◆ Metin Bölümü ◆

--- --- ---

Gölgeleri yansıtan sürrealizm: Tarihte sürrealist bir yolculuk

Birinci Dünya Savaşı’nın dünyada yarattığı psikoloji, materyalist ve milliyetçi zihinlere karşı hızlı bir cevap üretme gücünü de beraberinde getirdi. İlk kez İsviçre’de olmak üzere birçok yerde etkisini göstermeye başlayan “Dada Hareketi”nin gelişmiş bir versiyonu olan “Sürrealizm” bu cevapları vermeye çalışan bir yaklaşım olarak ortaya çıktı.

Freud’un psikanalizle ilgili çalışmalarının takipçisi olan öncül Dadaist Andre Breton, 1924 yılında yazdığı “Sürrealist Manifesto” ile sürrealizmi, “kişinin, zihnin gerçek işleyişini sözlü, yazılı veya başka bir yöntemle ifade etmeyi amaçladığı saf psişik otomatizm” olarak tanımladı.

--- --- ---

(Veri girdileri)
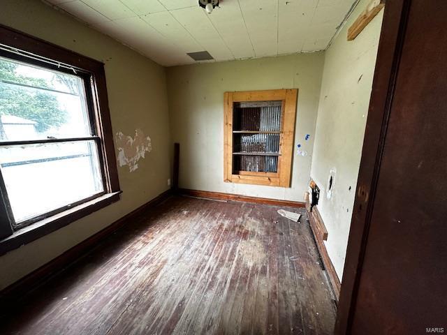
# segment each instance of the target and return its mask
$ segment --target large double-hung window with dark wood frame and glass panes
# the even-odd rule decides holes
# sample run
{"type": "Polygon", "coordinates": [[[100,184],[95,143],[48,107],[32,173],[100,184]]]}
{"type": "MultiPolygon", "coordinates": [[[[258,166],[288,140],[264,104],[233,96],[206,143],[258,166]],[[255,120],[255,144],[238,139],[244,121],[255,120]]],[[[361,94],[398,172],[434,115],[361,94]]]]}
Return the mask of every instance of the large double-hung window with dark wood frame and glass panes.
{"type": "Polygon", "coordinates": [[[103,64],[0,34],[0,237],[50,232],[119,199],[103,64]]]}

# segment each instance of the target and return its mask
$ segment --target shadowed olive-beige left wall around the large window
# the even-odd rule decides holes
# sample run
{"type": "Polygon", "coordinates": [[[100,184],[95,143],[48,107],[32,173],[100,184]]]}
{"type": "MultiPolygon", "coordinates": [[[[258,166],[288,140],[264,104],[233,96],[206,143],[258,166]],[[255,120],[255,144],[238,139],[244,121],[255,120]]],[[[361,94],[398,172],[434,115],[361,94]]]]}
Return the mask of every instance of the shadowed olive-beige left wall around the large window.
{"type": "Polygon", "coordinates": [[[119,168],[122,200],[1,256],[1,290],[166,191],[172,147],[163,67],[41,1],[2,0],[0,23],[103,61],[114,133],[141,128],[152,139],[138,170],[119,168]]]}

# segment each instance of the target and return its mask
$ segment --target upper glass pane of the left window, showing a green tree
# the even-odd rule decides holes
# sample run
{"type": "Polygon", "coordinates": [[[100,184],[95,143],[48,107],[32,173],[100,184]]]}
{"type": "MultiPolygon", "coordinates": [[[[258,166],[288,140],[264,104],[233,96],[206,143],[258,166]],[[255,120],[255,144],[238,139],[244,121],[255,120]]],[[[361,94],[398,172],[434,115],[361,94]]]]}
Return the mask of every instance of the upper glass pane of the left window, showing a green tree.
{"type": "Polygon", "coordinates": [[[0,141],[89,135],[81,77],[0,57],[0,141]]]}

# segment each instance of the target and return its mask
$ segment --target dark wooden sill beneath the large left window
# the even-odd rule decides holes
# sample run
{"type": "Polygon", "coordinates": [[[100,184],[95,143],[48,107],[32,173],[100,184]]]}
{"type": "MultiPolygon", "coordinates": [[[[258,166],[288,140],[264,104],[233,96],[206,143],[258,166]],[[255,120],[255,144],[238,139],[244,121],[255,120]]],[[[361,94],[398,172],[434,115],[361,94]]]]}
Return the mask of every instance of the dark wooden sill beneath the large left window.
{"type": "Polygon", "coordinates": [[[107,207],[113,202],[117,202],[121,193],[121,191],[118,191],[101,195],[101,197],[78,204],[76,207],[17,230],[12,235],[0,240],[0,255],[50,234],[50,232],[69,225],[94,211],[98,211],[98,209],[107,207]]]}

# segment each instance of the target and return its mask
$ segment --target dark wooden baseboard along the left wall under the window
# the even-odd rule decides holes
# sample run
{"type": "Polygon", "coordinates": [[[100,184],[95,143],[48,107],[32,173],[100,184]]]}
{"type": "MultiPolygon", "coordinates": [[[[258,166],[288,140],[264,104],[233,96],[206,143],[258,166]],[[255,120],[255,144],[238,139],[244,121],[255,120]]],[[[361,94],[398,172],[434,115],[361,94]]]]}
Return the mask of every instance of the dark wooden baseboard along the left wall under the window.
{"type": "Polygon", "coordinates": [[[171,190],[161,193],[160,195],[156,196],[156,198],[131,211],[129,214],[126,214],[122,218],[119,218],[119,220],[115,221],[111,225],[108,225],[103,230],[100,230],[96,234],[91,235],[91,237],[80,242],[80,244],[73,246],[73,248],[68,249],[68,251],[65,251],[61,255],[57,256],[57,258],[50,260],[50,262],[47,262],[45,265],[39,267],[38,269],[32,271],[30,274],[27,274],[15,283],[1,290],[0,311],[2,309],[1,306],[7,306],[7,308],[9,308],[9,303],[15,303],[17,299],[23,297],[26,292],[38,288],[38,286],[45,283],[48,278],[50,278],[54,274],[59,273],[60,271],[68,267],[68,265],[71,265],[73,262],[75,262],[75,260],[78,260],[78,258],[82,257],[82,255],[88,253],[88,251],[98,245],[99,241],[105,239],[105,237],[108,237],[108,235],[112,234],[119,228],[122,228],[129,220],[131,220],[135,216],[138,216],[138,214],[149,209],[150,207],[154,207],[156,206],[156,204],[163,202],[171,195],[171,190]]]}

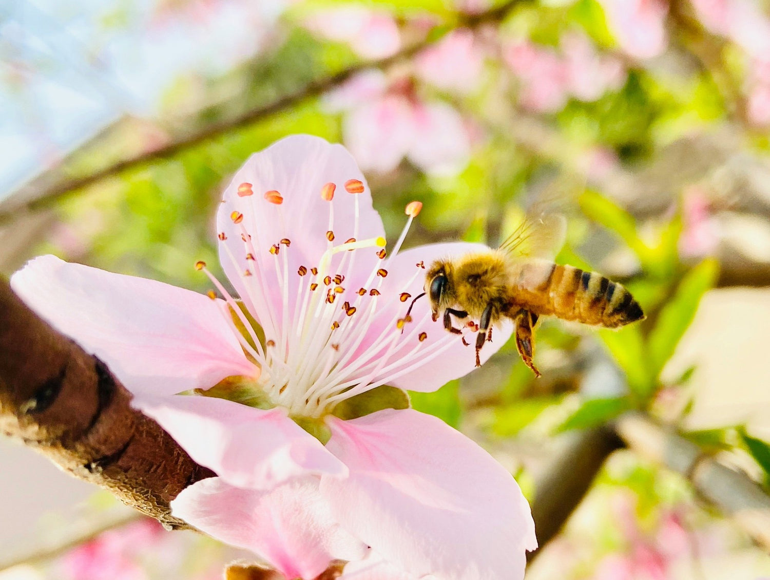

--- --- ---

◆ Görevin Amacı ◆
Sürrealizm üzerine metnin "Birinci Dünya Savaşı’nın" sözcüklerini içeren kısımla açılıp "olarak ortaya çıktı." ile kapanan bölümünü, "hızlı" yerine "etkili" koyarak yeniden yazınız.

◆ Göreve Yanıt ◆
Birinci Dünya Savaşı’nın dünyada yarattığı psikoloji, materyalist ve milliyetçi zihinlere karşı etkili bir cevap üretme gücünü de beraberinde getirdi. İlk kez İsviçre’de olmak üzere birçok yerde etkisini göstermeye başlayan “Dada Hareketi”nin gelişmiş bir versiyonu olan “Sürrealizm” bu cevapları vermeye çalışan bir yaklaşım olarak ortaya çıktı.